How many lines in the material below contain the string "sign"? Case counts, and the reply should be the number alone.

>>>>>

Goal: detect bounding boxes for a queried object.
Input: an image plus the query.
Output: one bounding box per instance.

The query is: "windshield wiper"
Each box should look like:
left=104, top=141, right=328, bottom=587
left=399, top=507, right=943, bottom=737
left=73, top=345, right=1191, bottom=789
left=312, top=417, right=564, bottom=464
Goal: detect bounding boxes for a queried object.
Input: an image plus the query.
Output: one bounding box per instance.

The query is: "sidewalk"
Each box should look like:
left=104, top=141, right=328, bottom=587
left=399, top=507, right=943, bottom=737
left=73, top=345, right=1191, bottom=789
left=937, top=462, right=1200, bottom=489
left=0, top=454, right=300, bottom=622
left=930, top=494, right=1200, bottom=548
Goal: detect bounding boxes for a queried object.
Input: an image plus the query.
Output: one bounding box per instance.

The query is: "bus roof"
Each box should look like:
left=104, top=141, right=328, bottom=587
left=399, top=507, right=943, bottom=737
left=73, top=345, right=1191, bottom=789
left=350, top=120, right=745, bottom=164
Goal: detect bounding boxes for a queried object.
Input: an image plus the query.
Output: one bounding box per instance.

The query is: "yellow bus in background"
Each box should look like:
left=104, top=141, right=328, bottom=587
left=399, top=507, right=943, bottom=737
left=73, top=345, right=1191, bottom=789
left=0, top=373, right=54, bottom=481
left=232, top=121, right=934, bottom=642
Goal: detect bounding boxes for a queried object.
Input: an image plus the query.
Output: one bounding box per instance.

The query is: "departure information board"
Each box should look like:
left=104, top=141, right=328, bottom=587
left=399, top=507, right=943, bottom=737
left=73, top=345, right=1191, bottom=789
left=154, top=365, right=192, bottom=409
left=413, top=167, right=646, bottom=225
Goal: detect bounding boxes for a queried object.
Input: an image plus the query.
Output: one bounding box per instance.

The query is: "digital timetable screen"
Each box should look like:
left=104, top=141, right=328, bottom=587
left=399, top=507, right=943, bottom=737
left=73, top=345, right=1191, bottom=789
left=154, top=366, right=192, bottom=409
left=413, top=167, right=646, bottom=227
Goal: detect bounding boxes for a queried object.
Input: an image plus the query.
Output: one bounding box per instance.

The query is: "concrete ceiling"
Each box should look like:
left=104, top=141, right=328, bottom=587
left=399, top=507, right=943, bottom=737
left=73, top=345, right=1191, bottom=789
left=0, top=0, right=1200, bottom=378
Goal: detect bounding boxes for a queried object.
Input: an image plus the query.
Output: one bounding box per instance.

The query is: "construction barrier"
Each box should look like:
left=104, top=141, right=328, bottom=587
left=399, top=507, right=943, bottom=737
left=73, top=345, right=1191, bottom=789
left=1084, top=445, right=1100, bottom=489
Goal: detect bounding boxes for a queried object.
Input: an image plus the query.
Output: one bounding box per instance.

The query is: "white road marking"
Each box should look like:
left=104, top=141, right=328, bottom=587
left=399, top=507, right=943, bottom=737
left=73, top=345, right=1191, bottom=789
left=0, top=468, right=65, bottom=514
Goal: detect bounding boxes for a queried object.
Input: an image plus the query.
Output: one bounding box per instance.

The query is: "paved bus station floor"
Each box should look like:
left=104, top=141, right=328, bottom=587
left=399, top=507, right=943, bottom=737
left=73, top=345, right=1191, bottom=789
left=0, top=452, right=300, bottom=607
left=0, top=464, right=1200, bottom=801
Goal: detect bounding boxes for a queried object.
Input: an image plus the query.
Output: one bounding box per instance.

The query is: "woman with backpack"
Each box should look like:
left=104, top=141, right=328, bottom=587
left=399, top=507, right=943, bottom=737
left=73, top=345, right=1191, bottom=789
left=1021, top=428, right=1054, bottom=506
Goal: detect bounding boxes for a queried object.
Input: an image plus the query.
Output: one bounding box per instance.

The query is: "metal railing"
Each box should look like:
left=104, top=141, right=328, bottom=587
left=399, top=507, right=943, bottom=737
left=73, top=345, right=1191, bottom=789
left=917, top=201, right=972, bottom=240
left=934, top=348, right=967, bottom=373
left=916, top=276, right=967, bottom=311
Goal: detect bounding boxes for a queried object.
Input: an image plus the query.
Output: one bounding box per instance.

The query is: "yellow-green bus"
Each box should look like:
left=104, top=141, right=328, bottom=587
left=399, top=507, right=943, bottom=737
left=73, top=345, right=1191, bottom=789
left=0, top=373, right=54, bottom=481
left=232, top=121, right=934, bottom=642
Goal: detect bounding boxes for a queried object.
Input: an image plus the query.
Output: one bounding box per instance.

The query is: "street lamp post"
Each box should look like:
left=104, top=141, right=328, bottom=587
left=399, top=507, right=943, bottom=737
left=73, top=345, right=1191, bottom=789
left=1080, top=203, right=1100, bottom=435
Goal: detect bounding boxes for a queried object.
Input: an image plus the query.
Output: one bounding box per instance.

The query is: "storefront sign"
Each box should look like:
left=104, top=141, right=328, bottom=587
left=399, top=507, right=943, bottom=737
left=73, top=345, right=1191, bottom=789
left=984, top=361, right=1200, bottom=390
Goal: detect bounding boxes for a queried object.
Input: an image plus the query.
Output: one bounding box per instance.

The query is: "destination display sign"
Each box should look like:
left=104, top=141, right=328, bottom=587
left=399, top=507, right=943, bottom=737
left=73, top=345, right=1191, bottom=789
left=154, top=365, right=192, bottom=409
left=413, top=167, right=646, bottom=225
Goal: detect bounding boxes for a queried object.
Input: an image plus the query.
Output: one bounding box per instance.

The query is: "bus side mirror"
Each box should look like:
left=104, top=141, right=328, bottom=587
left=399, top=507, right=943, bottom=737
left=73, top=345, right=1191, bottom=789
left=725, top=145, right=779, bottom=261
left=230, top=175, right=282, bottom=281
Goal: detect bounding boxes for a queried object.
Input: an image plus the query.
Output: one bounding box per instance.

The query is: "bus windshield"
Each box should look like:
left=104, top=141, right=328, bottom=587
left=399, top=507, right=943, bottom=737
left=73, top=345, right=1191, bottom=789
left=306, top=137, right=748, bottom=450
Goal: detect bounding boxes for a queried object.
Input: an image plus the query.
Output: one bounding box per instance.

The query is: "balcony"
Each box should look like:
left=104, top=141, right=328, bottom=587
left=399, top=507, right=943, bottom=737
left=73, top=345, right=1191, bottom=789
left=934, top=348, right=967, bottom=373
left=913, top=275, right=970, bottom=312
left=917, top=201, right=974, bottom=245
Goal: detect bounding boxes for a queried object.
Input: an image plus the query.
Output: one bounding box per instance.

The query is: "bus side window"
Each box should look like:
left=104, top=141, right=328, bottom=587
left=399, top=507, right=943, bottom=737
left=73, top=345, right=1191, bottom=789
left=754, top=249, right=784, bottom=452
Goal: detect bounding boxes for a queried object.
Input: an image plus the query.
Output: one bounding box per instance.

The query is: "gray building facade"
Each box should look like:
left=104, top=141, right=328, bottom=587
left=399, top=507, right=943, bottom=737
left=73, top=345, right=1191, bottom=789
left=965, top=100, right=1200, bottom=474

<<<<<

▶ [COMPLETE ANSWER] 2